Extract every line of the listing below that contains the word "frame".

::: Data shown

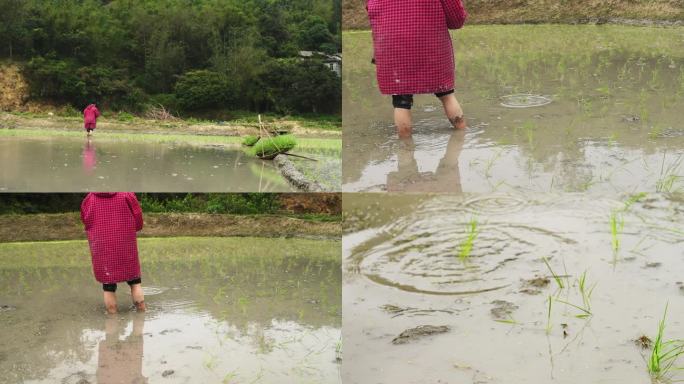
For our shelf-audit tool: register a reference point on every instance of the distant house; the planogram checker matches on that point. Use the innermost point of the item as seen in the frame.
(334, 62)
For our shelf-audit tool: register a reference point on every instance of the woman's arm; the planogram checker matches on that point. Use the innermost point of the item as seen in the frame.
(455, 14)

::::::
::: Data shown

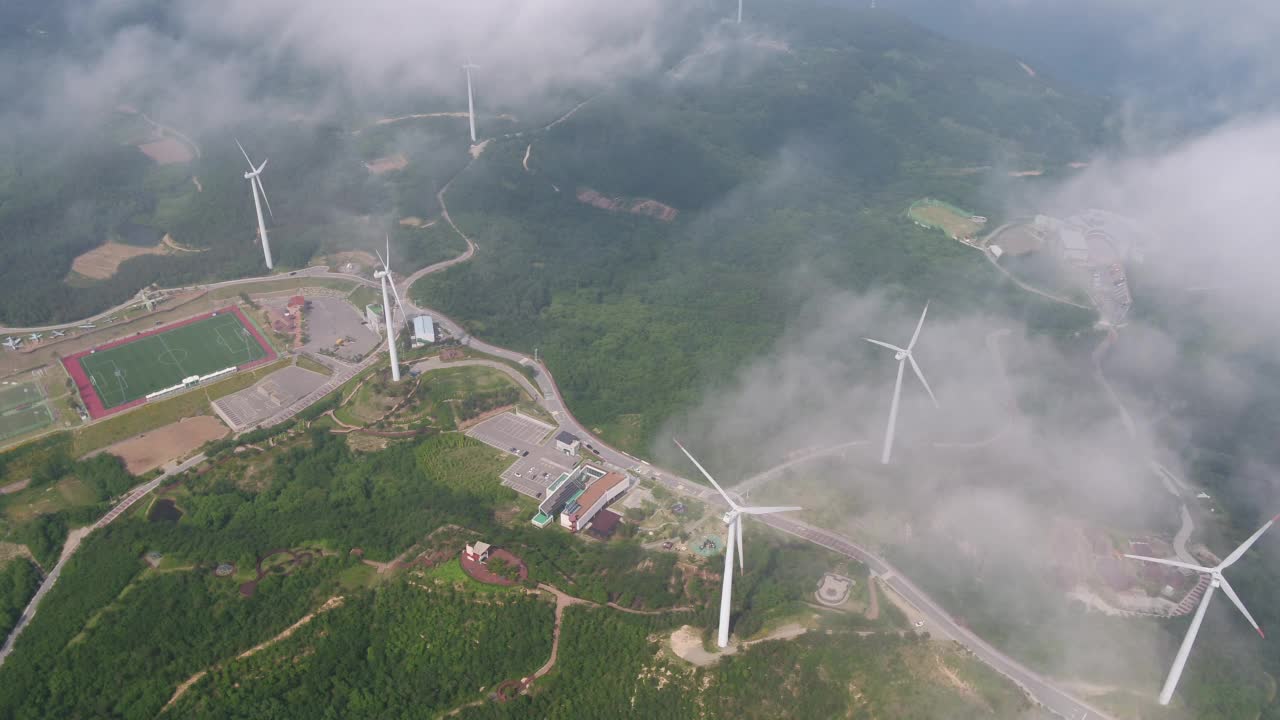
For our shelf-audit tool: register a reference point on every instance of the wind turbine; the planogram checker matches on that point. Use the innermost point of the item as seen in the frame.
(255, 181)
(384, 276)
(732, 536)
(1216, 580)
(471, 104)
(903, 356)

::::::

- [Complete output]:
For our shelf-audit tool: register a reference point on every instance of the distant house; the planogram checker matches on that point. Use the innermost point of the item as seen in the frame.
For our shelf-audit tool: register a reference point on every instance of the woman's arm; the planogram checker matches on that point. Use the innermost point of the item as seen in the frame.
For our shelf-audit tool: register a reference point on every instance of the wind turbine; the planogram checker matches on that point. Use the innermost point of the item as seen in the frame.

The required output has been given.